*Your objective*. Repeat exactly the lines from the line containing "Label: white front door" to the last line of the listing, including both.
[BEGIN Data rows]
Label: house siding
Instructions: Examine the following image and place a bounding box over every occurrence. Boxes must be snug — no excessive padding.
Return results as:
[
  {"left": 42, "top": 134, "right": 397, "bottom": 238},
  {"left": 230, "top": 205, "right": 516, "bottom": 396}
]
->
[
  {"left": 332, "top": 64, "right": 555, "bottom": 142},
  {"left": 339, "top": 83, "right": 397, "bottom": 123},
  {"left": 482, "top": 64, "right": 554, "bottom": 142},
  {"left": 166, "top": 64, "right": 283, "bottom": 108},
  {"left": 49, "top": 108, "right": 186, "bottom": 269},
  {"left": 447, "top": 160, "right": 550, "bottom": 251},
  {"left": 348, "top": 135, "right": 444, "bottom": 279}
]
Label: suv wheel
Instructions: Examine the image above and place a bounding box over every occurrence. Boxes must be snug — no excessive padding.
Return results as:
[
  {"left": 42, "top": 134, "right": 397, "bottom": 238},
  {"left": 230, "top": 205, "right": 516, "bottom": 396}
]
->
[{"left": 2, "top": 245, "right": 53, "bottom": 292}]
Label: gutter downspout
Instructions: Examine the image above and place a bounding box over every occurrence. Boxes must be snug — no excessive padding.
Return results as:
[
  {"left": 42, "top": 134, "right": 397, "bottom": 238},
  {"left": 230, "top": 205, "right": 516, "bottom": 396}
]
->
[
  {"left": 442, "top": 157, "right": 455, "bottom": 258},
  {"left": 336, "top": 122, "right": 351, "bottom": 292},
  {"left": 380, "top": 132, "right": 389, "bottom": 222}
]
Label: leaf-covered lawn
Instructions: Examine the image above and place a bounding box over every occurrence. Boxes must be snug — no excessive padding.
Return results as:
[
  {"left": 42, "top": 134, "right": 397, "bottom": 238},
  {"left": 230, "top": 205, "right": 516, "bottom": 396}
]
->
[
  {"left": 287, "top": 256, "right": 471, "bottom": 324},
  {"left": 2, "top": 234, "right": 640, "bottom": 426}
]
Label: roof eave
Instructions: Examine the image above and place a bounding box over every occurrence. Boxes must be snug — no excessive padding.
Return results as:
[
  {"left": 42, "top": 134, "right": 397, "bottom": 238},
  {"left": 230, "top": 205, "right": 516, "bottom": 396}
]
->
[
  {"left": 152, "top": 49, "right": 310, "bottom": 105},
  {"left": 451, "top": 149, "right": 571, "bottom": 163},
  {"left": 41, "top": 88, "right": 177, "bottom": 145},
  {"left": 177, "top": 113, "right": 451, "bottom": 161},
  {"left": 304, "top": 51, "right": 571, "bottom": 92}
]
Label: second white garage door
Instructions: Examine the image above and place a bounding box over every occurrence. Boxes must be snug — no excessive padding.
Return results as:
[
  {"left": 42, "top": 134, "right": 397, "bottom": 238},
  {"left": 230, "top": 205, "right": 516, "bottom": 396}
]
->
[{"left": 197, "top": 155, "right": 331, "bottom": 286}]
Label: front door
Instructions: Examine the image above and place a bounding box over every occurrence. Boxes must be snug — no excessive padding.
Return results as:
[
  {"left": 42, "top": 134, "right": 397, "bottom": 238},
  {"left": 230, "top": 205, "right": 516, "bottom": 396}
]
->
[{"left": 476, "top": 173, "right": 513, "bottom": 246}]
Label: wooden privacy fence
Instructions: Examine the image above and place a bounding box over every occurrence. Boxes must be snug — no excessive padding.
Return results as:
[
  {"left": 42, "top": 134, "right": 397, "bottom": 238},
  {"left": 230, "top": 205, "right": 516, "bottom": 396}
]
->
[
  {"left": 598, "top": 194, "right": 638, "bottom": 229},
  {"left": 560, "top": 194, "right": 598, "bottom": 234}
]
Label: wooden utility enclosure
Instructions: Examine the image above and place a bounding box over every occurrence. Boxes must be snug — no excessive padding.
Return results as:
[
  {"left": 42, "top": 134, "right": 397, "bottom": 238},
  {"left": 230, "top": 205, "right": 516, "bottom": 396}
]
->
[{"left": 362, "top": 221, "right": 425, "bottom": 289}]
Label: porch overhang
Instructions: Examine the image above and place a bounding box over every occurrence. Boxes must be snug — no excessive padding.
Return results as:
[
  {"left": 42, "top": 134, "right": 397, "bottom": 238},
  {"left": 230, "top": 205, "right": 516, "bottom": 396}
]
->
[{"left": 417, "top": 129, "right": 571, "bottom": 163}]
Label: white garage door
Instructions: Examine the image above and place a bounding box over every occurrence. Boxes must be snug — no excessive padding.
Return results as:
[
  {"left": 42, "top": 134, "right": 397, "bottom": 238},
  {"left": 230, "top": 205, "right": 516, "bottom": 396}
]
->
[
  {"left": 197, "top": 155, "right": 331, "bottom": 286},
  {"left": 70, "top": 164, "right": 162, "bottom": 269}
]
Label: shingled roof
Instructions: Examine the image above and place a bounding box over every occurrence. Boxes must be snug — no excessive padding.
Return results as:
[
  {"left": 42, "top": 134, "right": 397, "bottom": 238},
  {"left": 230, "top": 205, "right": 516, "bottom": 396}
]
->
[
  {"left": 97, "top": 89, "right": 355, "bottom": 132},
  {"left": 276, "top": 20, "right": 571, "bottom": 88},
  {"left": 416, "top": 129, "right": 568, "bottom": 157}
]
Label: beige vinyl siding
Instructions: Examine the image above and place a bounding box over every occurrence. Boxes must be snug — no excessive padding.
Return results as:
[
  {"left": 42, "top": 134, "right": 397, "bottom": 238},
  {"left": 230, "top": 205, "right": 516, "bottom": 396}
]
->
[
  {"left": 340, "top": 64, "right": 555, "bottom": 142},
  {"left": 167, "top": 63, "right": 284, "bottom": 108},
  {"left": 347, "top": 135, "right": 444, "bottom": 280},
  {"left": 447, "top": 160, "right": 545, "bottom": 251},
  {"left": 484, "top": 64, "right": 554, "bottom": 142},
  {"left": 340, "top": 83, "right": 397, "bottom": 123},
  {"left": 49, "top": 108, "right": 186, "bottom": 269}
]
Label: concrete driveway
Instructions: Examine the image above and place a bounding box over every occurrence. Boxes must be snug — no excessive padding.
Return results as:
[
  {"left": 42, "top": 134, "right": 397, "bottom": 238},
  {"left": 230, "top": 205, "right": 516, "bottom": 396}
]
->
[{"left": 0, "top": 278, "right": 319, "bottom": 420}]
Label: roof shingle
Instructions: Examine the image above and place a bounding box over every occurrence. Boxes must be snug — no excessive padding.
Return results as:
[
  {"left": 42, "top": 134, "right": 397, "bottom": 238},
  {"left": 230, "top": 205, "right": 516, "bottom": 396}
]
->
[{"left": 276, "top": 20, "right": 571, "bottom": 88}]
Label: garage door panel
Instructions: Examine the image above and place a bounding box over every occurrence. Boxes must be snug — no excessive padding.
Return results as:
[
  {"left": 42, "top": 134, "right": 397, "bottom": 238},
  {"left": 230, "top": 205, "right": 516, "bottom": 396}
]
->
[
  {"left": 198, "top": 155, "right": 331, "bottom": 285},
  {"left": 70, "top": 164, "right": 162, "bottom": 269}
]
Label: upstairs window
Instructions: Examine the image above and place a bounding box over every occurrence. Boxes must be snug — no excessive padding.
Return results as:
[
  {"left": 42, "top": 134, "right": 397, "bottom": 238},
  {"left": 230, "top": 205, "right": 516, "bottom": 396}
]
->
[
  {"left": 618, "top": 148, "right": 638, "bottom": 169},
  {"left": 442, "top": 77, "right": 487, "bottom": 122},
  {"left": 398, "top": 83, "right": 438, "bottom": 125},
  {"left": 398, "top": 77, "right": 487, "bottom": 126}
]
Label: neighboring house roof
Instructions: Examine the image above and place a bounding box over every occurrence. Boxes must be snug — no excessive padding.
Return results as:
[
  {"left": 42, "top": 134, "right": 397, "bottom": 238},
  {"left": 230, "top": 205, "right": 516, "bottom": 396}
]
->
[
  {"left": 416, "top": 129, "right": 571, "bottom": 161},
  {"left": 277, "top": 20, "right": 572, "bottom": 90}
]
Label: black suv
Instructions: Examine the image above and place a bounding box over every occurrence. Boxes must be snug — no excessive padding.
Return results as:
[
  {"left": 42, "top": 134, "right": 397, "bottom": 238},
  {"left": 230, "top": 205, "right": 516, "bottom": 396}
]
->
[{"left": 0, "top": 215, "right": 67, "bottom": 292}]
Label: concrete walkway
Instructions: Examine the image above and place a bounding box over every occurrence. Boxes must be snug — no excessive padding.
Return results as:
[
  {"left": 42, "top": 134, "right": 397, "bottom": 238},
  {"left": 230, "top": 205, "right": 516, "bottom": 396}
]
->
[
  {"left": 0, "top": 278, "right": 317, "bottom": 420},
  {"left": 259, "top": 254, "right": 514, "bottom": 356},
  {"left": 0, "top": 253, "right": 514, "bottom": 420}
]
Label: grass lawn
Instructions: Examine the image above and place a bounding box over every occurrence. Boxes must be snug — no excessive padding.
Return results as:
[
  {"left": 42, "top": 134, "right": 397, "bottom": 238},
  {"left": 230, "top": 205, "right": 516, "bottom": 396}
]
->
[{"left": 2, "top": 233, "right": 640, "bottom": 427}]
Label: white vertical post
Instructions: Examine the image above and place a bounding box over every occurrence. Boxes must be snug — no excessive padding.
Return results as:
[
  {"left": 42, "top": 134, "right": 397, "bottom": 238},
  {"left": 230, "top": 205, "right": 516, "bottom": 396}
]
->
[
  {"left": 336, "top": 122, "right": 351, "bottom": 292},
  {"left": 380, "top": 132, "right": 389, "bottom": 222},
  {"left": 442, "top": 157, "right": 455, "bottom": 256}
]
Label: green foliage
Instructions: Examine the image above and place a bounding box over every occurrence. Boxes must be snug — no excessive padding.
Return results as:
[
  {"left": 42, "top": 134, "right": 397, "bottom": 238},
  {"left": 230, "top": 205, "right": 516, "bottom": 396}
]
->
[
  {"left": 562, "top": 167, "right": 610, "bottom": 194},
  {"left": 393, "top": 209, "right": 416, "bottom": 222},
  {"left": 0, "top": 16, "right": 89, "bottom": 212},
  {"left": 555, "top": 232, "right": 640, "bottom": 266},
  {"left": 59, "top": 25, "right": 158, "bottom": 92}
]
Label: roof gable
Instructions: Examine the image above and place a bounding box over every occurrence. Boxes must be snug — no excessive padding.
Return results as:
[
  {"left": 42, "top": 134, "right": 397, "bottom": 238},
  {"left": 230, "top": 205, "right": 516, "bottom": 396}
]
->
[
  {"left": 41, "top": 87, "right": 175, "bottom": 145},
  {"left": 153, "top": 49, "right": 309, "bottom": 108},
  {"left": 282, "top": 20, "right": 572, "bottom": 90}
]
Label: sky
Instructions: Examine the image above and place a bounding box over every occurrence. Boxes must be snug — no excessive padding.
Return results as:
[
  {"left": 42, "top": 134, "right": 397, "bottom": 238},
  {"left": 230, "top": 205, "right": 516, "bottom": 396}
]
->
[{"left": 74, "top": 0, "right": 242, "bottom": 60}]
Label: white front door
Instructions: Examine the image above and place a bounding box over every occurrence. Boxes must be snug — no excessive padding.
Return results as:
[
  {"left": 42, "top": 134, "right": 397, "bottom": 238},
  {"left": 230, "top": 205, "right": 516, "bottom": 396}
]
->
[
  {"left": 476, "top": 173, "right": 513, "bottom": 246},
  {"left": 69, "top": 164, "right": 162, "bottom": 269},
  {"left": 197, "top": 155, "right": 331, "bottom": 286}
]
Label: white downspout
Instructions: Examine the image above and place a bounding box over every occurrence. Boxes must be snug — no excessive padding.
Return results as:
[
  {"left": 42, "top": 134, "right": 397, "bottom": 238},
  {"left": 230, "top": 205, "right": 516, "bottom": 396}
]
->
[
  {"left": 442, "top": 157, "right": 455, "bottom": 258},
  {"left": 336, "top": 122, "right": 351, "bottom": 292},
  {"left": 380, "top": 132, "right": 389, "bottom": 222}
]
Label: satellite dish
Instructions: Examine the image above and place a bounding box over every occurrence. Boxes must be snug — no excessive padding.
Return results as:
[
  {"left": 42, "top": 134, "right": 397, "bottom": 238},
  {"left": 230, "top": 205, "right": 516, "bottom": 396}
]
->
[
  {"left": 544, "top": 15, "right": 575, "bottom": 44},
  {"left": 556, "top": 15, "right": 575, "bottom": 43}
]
[END Data rows]
*Solution*.
Label: white front door
Instructions: Examine the image above and place a bounding box over every occurrence. Boxes must be snug — no excessive padding.
Return results as:
[
  {"left": 42, "top": 134, "right": 397, "bottom": 238},
  {"left": 230, "top": 205, "right": 516, "bottom": 396}
]
->
[
  {"left": 476, "top": 173, "right": 513, "bottom": 246},
  {"left": 69, "top": 164, "right": 162, "bottom": 269},
  {"left": 197, "top": 155, "right": 331, "bottom": 286}
]
Label: white downspout
Instructions: Examine the image above and place a bounding box over every occurrence. Boxes must be snug — no excessive padding.
Return results as:
[
  {"left": 42, "top": 134, "right": 397, "bottom": 238},
  {"left": 230, "top": 205, "right": 516, "bottom": 396}
]
->
[
  {"left": 442, "top": 157, "right": 455, "bottom": 258},
  {"left": 336, "top": 122, "right": 351, "bottom": 292},
  {"left": 380, "top": 132, "right": 389, "bottom": 222}
]
Label: satellite dish
Instructions: Examine the image above and place a bounding box over every occurrence. Boxes must be snug — no excessive padding.
Return results as:
[
  {"left": 42, "top": 134, "right": 397, "bottom": 238},
  {"left": 230, "top": 205, "right": 516, "bottom": 396}
]
->
[
  {"left": 544, "top": 15, "right": 575, "bottom": 44},
  {"left": 556, "top": 15, "right": 575, "bottom": 43}
]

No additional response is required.